[Start Data supplied]
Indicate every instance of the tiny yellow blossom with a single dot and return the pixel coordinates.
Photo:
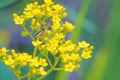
(10, 62)
(86, 54)
(43, 62)
(69, 67)
(65, 57)
(34, 62)
(36, 43)
(42, 71)
(75, 57)
(19, 20)
(83, 44)
(48, 2)
(68, 26)
(59, 36)
(3, 52)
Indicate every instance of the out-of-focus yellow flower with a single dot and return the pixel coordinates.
(69, 67)
(10, 62)
(65, 57)
(42, 71)
(3, 52)
(48, 2)
(36, 43)
(68, 26)
(75, 57)
(19, 20)
(34, 62)
(43, 62)
(86, 54)
(83, 44)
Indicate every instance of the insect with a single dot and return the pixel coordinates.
(41, 30)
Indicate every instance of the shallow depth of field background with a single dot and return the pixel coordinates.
(96, 21)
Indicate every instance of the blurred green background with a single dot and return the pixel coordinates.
(96, 21)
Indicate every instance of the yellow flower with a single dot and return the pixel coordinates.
(86, 54)
(42, 71)
(27, 15)
(36, 43)
(75, 57)
(48, 2)
(29, 7)
(69, 67)
(19, 20)
(3, 52)
(68, 26)
(34, 62)
(65, 57)
(59, 36)
(10, 62)
(43, 62)
(83, 44)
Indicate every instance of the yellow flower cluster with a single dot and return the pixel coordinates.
(48, 33)
(18, 60)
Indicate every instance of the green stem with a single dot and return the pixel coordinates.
(35, 51)
(50, 70)
(29, 33)
(24, 76)
(58, 69)
(18, 77)
(48, 61)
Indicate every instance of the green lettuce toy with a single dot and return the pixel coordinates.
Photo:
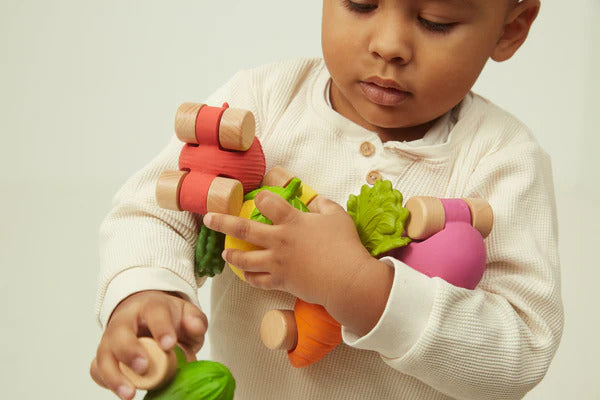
(379, 217)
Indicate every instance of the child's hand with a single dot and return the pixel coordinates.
(166, 317)
(310, 255)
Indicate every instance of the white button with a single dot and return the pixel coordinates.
(367, 149)
(373, 177)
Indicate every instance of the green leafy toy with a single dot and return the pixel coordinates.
(196, 380)
(291, 193)
(379, 217)
(208, 260)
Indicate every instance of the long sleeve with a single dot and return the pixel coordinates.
(497, 341)
(144, 247)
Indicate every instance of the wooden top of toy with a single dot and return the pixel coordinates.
(482, 216)
(427, 217)
(161, 367)
(237, 129)
(277, 176)
(185, 122)
(278, 330)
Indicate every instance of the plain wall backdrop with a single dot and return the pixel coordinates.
(88, 92)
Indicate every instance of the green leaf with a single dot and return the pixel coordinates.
(197, 380)
(209, 246)
(379, 217)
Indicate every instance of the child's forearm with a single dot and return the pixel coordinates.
(359, 304)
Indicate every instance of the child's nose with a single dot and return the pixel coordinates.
(392, 41)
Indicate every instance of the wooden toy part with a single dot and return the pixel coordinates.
(168, 188)
(318, 334)
(279, 176)
(427, 217)
(161, 367)
(224, 196)
(278, 330)
(185, 122)
(236, 131)
(236, 127)
(482, 216)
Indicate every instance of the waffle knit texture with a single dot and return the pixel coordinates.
(434, 340)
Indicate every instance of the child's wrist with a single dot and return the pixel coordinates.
(359, 303)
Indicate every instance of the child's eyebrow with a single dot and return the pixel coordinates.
(460, 3)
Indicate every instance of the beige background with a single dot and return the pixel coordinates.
(88, 90)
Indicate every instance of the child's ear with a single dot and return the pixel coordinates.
(516, 28)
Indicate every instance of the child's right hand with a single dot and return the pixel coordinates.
(165, 317)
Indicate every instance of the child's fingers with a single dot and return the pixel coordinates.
(262, 280)
(239, 228)
(323, 205)
(193, 328)
(107, 372)
(250, 261)
(159, 319)
(194, 322)
(275, 207)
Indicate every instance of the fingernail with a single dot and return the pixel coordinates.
(195, 322)
(125, 392)
(139, 365)
(167, 341)
(207, 219)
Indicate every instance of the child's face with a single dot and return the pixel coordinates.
(431, 50)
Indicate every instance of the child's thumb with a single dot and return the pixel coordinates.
(323, 205)
(194, 321)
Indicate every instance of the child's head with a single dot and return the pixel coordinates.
(432, 51)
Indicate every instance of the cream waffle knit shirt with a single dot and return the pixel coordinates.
(434, 340)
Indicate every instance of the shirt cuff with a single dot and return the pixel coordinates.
(405, 316)
(137, 279)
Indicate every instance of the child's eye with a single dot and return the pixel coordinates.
(359, 7)
(435, 26)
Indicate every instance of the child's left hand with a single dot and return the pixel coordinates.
(312, 255)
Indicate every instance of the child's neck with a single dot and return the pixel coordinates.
(404, 134)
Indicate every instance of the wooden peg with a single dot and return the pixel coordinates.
(168, 188)
(277, 176)
(225, 196)
(161, 367)
(278, 330)
(427, 217)
(185, 122)
(236, 129)
(482, 216)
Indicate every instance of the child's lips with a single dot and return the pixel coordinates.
(384, 96)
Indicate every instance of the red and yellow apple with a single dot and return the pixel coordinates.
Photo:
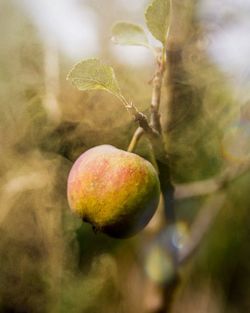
(114, 190)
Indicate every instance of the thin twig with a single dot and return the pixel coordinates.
(156, 92)
(135, 139)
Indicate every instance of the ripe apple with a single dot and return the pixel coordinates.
(114, 190)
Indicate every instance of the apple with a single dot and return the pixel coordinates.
(114, 190)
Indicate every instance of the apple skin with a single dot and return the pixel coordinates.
(114, 190)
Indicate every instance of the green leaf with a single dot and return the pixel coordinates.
(125, 33)
(156, 16)
(92, 74)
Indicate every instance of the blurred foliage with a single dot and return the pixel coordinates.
(49, 260)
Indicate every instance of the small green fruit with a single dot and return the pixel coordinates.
(114, 190)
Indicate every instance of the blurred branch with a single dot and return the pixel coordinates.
(209, 186)
(51, 74)
(201, 225)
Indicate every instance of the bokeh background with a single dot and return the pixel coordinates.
(49, 260)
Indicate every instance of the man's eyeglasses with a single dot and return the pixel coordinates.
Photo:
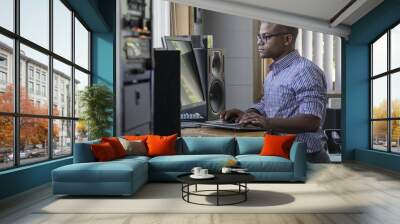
(264, 37)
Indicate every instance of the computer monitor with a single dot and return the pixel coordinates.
(191, 89)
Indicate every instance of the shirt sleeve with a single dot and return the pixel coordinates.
(310, 88)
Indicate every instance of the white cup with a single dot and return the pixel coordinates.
(226, 170)
(196, 171)
(203, 172)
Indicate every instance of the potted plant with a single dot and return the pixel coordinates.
(96, 102)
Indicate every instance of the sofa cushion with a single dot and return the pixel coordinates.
(277, 145)
(103, 152)
(116, 145)
(161, 145)
(249, 145)
(83, 152)
(257, 163)
(185, 163)
(135, 147)
(111, 171)
(207, 145)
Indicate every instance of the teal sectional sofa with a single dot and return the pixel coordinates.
(125, 176)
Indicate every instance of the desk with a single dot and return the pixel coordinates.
(218, 132)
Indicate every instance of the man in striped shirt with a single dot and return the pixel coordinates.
(294, 98)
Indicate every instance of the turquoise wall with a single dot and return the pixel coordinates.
(356, 93)
(99, 16)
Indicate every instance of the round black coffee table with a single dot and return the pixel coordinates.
(238, 179)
[End Data supplied]
All of the entries need to be transcribed word for word; pictures are left out.

**Result:**
Indicate every instance of the tiny yellow blossom with a single dot and return the pixel coordinates.
Photo:
(10, 62)
(86, 54)
(43, 62)
(69, 67)
(65, 57)
(34, 62)
(36, 43)
(42, 71)
(75, 57)
(19, 20)
(83, 44)
(48, 2)
(68, 26)
(59, 36)
(3, 52)
Indicate every instance of the out-of-focus yellow flower with a single dot and return the pixel coordinates.
(69, 67)
(10, 62)
(65, 57)
(42, 71)
(3, 52)
(48, 2)
(36, 43)
(68, 26)
(75, 57)
(19, 20)
(34, 62)
(43, 62)
(86, 54)
(83, 44)
Indicate every instance of the insect with a single dot and return the pixel coordinates.
(41, 30)
Indicate every instance of the shallow depth of field background with a single dot and return the pixel coordinates.
(96, 21)
Indicate every instance of the blurred green background with a single dot and return the pixel coordinates.
(96, 21)
Indicate every instance of the yellow flower with a single dot and return the pixel coordinates.
(86, 54)
(42, 71)
(27, 15)
(36, 43)
(75, 57)
(48, 2)
(29, 7)
(69, 67)
(19, 20)
(3, 52)
(68, 26)
(34, 62)
(65, 57)
(59, 36)
(10, 62)
(43, 62)
(83, 44)
Indicate every instance of the yellow flower cluster with a single dot and return the pixel coordinates.
(48, 33)
(18, 60)
Indicate every instance of the green stem with a single dot and return the pixel coordinates.
(35, 51)
(50, 70)
(29, 33)
(24, 76)
(58, 69)
(18, 77)
(48, 61)
Indicate every instance of the green lettuce toy with a single dot and return the pixel coordinates.
Photo:
(379, 217)
Indicate every instance of the child's hand with a single dot and return the pixel coordinates.
(166, 317)
(310, 255)
Indicate every instance of the white button with a single dot and return the pixel coordinates.
(367, 149)
(373, 177)
Indicate every instance of the green leafy toy with a single dot and return the pixel coordinates.
(196, 380)
(291, 193)
(379, 217)
(208, 260)
Indicate every instance of the long sleeve with a single dot and return the pixel coordinates.
(497, 341)
(144, 247)
Indicate every instance of the wooden top of toy with a single dot and return the pixel coordinates.
(482, 216)
(427, 217)
(161, 367)
(237, 129)
(277, 176)
(185, 122)
(278, 330)
Indicate every instance of the plain wall backdrop with a single dot and return the pixel coordinates.
(88, 92)
Indicate every instance of the green leaf with a single dot and return the pixel coordinates.
(197, 380)
(209, 246)
(379, 217)
Indicate every instance of the child's forearm with a single dot and return the pixel coordinates.
(359, 304)
Indicate every instance of the child's nose with a single dot and return the pixel coordinates.
(392, 41)
Indicate every instance of the wooden toy part with a single dot and return the pixel coordinates.
(168, 188)
(318, 334)
(279, 176)
(427, 217)
(161, 367)
(224, 196)
(278, 330)
(185, 122)
(236, 131)
(236, 127)
(482, 216)
Indicate every instance of the waffle knit texture with a single dot and return the pixel coordinates.
(434, 340)
Indicate every instance of the child's wrist with a single dot and return the pixel coordinates.
(359, 303)
Indicate every instance of the child's eyebrow with a single dot and return the pixel coordinates.
(460, 3)
Indicate every instance of the beige background with a single dot and return the pixel coordinates.
(88, 90)
Indicate every instance of the child's ear with a single dot and return the pixel coordinates.
(516, 28)
Indicate every instance of the child's right hand with a single dot and return the pixel coordinates.
(165, 317)
Indicate every instance of the child's fingers with a single dot and return the pixel coordinates.
(262, 280)
(239, 228)
(323, 205)
(193, 328)
(107, 372)
(250, 261)
(159, 319)
(194, 322)
(275, 207)
Indicate every instance of the fingernail with a single dot and return the pixel coordinates.
(195, 322)
(125, 392)
(139, 365)
(167, 341)
(207, 219)
Indicate every instance of the child's face with a single dot and return the pixel coordinates.
(431, 50)
Indicate every instance of the child's thumb with a single dot and return the pixel coordinates.
(323, 205)
(194, 321)
Indicate every instance of the child's head with a single dot and return the pixel coordinates.
(432, 51)
Indicate every instance of the cream waffle knit shirt with a single dot and return the pixel coordinates.
(434, 340)
Indicate every instance of the shirt cuff with a single dot and return the pixel coordinates.
(405, 316)
(137, 279)
Indicate every instance of the child's eye with a single dot and return the pixel coordinates.
(359, 7)
(435, 26)
Indicate every instance of the child's left hand with a single dot and return the pixel coordinates.
(312, 255)
Indicate every instance of the child's neck with a single dot and return the pixel coordinates.
(404, 134)
Indicate every instance of the wooden peg with a single dot and return the pixel coordinates.
(168, 188)
(277, 176)
(225, 196)
(161, 367)
(278, 330)
(427, 217)
(185, 122)
(236, 129)
(482, 216)
Indicate every instance of the child's lips with a single dot and return the pixel coordinates.
(384, 96)
Indicate every instance of the red and yellow apple with a single dot and return the pixel coordinates.
Photo:
(114, 190)
Indicate every instance of the thin twig with a single dot and return the pixel coordinates.
(156, 92)
(135, 139)
Indicate every instance of the ripe apple with a single dot and return the pixel coordinates.
(114, 190)
Indicate every instance of the apple with a single dot and return the pixel coordinates.
(114, 190)
Indicate every instance of the apple skin with a single dot and return the pixel coordinates.
(114, 190)
Indicate every instance of the green leaf with a single dot and return the pixel coordinates.
(125, 33)
(156, 16)
(92, 74)
Indicate every instance of the blurred foliage with a single dot and return the pixel coordinates.
(49, 260)
Indicate every instance of the small green fruit with a single dot and return the pixel coordinates.
(114, 190)
Indicate every instance of the blurred branch with a single dot and return the pixel coordinates.
(209, 186)
(51, 74)
(201, 225)
Indicate every instance of the bokeh background with a single dot and return the pixel coordinates.
(49, 260)
Indicate every instance of the man's eyeglasses with a single dot and return the pixel coordinates.
Photo:
(264, 37)
Indicate every instance of the computer monitor with a single dot and return the pixel coordinates.
(191, 89)
Indicate every instance of the shirt sleeve with a single dot and return the pixel coordinates.
(310, 88)
Indicate every instance of the white cup with a single dot and return the pixel coordinates.
(226, 170)
(196, 171)
(203, 172)
Indicate every instance of the potted plant with a single dot and return the pixel coordinates.
(96, 102)
Indicate every instance of the sofa cushion with a single dot and return the pixel coordinates.
(277, 145)
(103, 152)
(116, 145)
(161, 145)
(249, 145)
(83, 152)
(257, 163)
(185, 163)
(135, 147)
(111, 171)
(207, 145)
Indicate every instance of the teal sectional sofa with a single dot and return the pixel coordinates.
(125, 176)
Indicate every instance of the desk with a single dot and return the pixel coordinates.
(218, 132)
Indicate every instance of the man in striped shirt with a single dot and return the pixel coordinates.
(294, 98)
Indicate every instance of the turquoise wall with a single dot and return the pixel coordinates.
(356, 93)
(99, 16)
Indicate every instance of the round black coffee table with a single dot and return the pixel coordinates.
(238, 179)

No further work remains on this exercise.